§ **TASKS TO CARRY OUT**:
• 1. In the blog post on NMC revalidation, what is the minimum number of practice hours the writer must log over three years?
• 2. Continue the blog post on NMC revalidation from where it stops.

§ **DOCUMENT EXTRACT**:
Friday August 12, 2016
As Associate Director of Nursing for Primary, Acute and Community Services (the title being as big as the role), I cover a broad range of strategic, professional, practical and day to day operational challenges within NHS Borders. I work with a wide range of people every day, including staff and patients. No two days are the same and that’s probably why time has flown since I joined NHS Borders nearly two years ago!
Firstly, I’m delighted to be asked by Evelyn to be her first guest blogger and would like to thank her for the opportunity to share my own personal NMC Revalidation journey. And, if I’m smart enough I will be able to use this blog as one of my five reflective pieces for my portfolio.
Revalidation is not new. Our Medical and Allied Health colleagues have been undertaking the process to evidence their ongoing professional practice for a number of years. Fortunately the NMC are making the whole process as straight forward for us as possible to ensure all midwives and nurses in the UK maintain their registration with them.
My revalidation date is 1st December 2016, so what do I need to do before then?
NMC want me to demonstrate that I practise safely and effectively; that I can reflect on the role of the NMC code in my practice and demonstrate that I am ‘living’ the standards set out within it.
‘Living’ the standards? Of course I am, but how do I demonstrate something that is second nature to me?
Well, as a starter and amongst other things I am required to:
- Log a minimum of 450 hours of practice relating to my original field of practice over three years - I work full time, this is not a cause for concern for me.
- Log 35 hours of Continuing Professional Development (CPD) – this again is relatively straight forward for me as it includes both formal and informal learning. The trick here is that I need to improve how I keep a record of all my CPD opportunities and achievements. Revalidation is every three years so I need a system that will help me again in 2019!

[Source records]
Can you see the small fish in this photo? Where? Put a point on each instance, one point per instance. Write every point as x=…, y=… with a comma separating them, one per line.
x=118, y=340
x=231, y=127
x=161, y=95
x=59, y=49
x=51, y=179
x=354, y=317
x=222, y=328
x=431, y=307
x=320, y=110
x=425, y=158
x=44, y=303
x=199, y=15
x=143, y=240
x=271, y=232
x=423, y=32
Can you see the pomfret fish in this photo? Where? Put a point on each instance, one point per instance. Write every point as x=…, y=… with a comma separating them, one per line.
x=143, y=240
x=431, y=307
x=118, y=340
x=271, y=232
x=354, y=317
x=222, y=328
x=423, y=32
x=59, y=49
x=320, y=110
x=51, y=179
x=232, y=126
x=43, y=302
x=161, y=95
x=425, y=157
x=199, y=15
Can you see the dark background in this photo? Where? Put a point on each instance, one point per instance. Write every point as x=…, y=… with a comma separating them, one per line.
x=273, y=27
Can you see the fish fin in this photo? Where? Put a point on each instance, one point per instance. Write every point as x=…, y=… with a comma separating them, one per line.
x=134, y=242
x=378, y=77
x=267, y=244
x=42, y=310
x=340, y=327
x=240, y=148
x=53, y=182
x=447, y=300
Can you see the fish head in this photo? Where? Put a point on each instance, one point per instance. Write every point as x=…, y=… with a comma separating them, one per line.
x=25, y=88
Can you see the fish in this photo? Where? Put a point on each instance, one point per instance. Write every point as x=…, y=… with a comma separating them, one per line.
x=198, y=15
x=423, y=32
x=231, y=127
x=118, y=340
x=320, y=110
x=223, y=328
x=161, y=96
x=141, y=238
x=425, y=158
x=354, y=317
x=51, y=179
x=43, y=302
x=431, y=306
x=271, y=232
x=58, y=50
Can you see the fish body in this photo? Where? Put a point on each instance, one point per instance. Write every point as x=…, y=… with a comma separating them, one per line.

§ **RESULTS BY TASK**:
• 1. 450 hours.

• 2.
- And then there is the ‘five written reflective accounts’ bit. It’s interesting to hear from others that they fear this part too. There are lots of training materials available to make this process as easy as possible; however I am still stumped by this part. As a nurse I have been taught that my patients come first, if I was to write five pieces about how they feel about the care that’s provided to them that would be a breeze. However I’m being asked to write about myself, to brag almost, and to point out where I could have done things differently, and in some cases better. Being a nurse isn’t about me it’s about my patients, right? That’s why it’s so hard; it’s a new way of thinking.
My tip for anyone revalidating soon is don’t look at your revalidation date as a submission date, look at it as a ‘last chance/worst case scenario date’, if it’s missed you can’t practice!
It’s now the beginning of August and I am planning to finish my reflective accounts this weekend. It’s important that I leave enough time for my ‘confirmer’ to review my portfolio and feedback to me with any comments. My planned deadline for submission is 1st October – 60 days before my ‘last chance’ deadline date.
So if you see me, feel free to ask me how I’m getting on.